MEALS AND CUSTOMS
The majority of rural Africans customarily eat one main meal a day and this is usually the evening meal. Upon arising, coffee, tea or milk or curds may form a small light meal while some people may be content to nibble on seeds. Throughout the day snacks of fruits, seeds, or nuts may be accompanied with beverages. In some areas a midday meal of fufu/ugali and relishes may be traditionally larger than the evening meal, which in this case would then be a cereal dish alone of gruel or fufu.
Infants are usually breast-fed on demand up to the age of two. Attempts to introduce bottle feedings have often met with sad results: sterilization of bottles and formula were poorly understood, formulas were diluted to last longer, and with the abandonment of breast-feeding, intercourse was resumed earlier than usual with a resultant increase in children who could be ill afforded. Bota is a thin gruel for babies, fed by pouring into the mother’s hand and gently easing into the infant’s mouth. Some foods and medicinal herbs if deemed necessary are pre-chewed by the mother then given to the infant.
Very young children are taught early that meat is a delicacy, but like other pleasures, they are also taught that they cannot always have everything they want: meat may be tasted and enjoyed, but it is generally not given until children are at least three or four years old.
In most parts of Africa, meals follow strictly specified rituals. At a very young age, children learn that handwashing and clapping of the hands must always precede a meal. Children must be silent while adults eat; further, they must never beg for food. Violations of these rules are punishable by beatings. Men pre-cede women at meals but no one eats alone. Dining is always a group pleasure and a time of calm and serene enjoyment. In some areas it is considered that women are somehow self-sufficient, and no one seems concerned if they are left only the crumbs.
Often if new foods are introduced by aid groups from other countries, the food must be appealing to the men, for if refused by them no one else will touch it.
Hospitality is considered of great importance and also follows a predictable ritual of handwashing, clapping, and the offering of food. Even if one is not hungry, to refuse would he an insult.

Segmentation mask data:

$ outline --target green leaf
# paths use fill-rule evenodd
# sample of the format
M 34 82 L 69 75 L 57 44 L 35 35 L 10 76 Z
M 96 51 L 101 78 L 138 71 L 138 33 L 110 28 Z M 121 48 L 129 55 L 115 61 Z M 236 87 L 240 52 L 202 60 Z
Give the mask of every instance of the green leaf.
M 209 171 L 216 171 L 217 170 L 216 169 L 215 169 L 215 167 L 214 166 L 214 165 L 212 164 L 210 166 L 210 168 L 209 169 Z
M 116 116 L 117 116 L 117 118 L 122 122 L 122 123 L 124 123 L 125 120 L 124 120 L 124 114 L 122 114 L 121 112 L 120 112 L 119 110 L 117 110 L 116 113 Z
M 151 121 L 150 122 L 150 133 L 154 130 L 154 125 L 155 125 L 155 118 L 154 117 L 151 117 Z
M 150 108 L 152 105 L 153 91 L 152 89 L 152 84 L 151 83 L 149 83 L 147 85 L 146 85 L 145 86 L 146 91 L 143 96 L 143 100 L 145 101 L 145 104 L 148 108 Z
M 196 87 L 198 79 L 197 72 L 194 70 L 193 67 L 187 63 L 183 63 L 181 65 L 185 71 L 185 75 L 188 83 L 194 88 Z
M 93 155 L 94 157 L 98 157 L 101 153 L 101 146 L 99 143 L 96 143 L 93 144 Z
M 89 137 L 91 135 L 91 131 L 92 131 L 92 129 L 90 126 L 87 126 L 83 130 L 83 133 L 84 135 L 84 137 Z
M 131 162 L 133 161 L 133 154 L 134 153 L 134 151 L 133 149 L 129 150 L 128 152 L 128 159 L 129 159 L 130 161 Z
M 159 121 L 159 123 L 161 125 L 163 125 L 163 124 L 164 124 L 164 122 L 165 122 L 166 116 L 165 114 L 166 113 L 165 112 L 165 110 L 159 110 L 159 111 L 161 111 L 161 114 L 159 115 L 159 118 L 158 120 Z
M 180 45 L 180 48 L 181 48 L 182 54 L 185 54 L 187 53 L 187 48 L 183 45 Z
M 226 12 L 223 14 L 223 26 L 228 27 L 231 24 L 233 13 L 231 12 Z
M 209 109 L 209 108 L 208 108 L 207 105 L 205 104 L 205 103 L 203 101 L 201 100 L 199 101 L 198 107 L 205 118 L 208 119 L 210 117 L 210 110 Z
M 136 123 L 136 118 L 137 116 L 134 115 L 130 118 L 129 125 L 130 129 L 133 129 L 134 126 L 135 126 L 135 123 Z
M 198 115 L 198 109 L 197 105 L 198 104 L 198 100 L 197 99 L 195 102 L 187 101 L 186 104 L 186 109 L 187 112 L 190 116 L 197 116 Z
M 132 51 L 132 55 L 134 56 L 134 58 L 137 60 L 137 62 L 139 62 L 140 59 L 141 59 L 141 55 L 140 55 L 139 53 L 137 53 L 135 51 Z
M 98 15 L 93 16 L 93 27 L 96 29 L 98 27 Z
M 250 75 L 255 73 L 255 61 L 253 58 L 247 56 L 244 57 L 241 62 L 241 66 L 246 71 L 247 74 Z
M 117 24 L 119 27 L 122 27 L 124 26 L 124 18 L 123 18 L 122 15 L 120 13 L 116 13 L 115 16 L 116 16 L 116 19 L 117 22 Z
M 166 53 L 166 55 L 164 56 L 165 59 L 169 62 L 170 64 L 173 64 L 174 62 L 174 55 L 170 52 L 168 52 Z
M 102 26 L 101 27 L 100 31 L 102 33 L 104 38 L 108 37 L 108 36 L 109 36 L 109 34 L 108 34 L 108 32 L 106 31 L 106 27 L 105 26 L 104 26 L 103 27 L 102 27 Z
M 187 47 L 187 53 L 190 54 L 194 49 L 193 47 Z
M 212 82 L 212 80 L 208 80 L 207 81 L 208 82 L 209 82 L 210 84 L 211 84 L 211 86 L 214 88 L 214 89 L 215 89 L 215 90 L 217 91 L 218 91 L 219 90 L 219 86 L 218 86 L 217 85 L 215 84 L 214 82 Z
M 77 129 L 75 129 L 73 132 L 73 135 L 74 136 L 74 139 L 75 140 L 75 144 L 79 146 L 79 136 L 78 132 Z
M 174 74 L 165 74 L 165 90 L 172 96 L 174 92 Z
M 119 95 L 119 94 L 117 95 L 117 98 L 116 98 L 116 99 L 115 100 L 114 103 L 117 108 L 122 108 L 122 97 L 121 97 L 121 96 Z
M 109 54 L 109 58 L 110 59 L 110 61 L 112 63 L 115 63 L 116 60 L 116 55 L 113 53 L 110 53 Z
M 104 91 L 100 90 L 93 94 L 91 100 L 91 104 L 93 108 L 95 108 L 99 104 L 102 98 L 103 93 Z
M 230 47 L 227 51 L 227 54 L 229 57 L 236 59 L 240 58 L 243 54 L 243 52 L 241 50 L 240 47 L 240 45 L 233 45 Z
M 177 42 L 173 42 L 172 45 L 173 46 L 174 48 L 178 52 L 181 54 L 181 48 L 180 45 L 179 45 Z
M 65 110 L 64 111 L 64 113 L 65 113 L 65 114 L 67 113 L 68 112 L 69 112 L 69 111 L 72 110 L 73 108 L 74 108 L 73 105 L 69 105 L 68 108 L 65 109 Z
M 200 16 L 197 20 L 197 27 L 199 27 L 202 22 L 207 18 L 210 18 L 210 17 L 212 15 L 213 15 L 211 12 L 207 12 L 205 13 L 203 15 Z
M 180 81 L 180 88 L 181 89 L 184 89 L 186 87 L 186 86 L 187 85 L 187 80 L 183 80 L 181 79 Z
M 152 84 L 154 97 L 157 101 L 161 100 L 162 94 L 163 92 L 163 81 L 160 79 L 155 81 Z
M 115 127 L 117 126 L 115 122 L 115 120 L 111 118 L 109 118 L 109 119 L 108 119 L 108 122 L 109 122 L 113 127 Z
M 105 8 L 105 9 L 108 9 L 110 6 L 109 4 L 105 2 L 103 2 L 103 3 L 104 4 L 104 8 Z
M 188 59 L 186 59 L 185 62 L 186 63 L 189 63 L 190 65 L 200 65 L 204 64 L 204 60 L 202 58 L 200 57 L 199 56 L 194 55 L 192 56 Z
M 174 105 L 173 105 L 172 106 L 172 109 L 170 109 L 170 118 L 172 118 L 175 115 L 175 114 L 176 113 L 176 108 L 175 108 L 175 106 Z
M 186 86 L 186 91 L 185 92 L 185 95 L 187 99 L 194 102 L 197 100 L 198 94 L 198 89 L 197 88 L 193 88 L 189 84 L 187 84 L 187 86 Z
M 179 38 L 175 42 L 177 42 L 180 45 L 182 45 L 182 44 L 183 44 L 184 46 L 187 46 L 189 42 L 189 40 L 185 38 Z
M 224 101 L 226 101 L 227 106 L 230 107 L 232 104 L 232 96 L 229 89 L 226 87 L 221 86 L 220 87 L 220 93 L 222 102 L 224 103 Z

- _TASKS AND EXERCISES_:
A) Answer these from the passage on meals and customs:
(i) Up to what age are infants usually breast-fed?
(ii) What is bota?
(iii) What must always come before a meal?
B) Write the next passage of the meals-and-customs text, picking up after its final sentence.

- _EXERCISE RESPONSES_:
A)
(i) Up to the age of two.
(ii) A thin gruel for babies.
(iii) Handwashing and clapping of the hands.

B)
Totemism is greatly respected and it is considered proper to inquire of a guest what their totem is so that it may be separated from the rest of the food. For example, if the totem of a certain guest is liver, then liver will be removed from the rest of the meats to be served and given to the others so that the guest will not be offended. Other strongly held traditions concern local clan, family, and tribal taboos: for example the eating of certain fish, eggs or parts of animals or fowl may be taboo, and for the Muslims pork is forbidden.
While food growing and harvesting is done by the men, women are responsible for collecting fire-wood and water and for food preparation. So seriously are these daily tasks taken that young children perform play ceremonies enacting their parts as men and women of the household. This parent-supervised ceremony is called mahumbwe. Very young girls make serious play of helping their mothers and grandmothers at their tasks.
Finally, it is important to remember that the customs and traditions recorded here are a part of traditional and rural African life, but by no means practiced consistently. A large and continually growing population of Africa is the new middle class: freshly educated, ambitious, sophisticated, and eagerly creating their own culinary and social arts liberally laced with ideas from their rich past, yet at the same time new. Three meals a day, school lunch programs, scientific fishing methods, and modern farming techniques have already made many of the traditions seem archaic.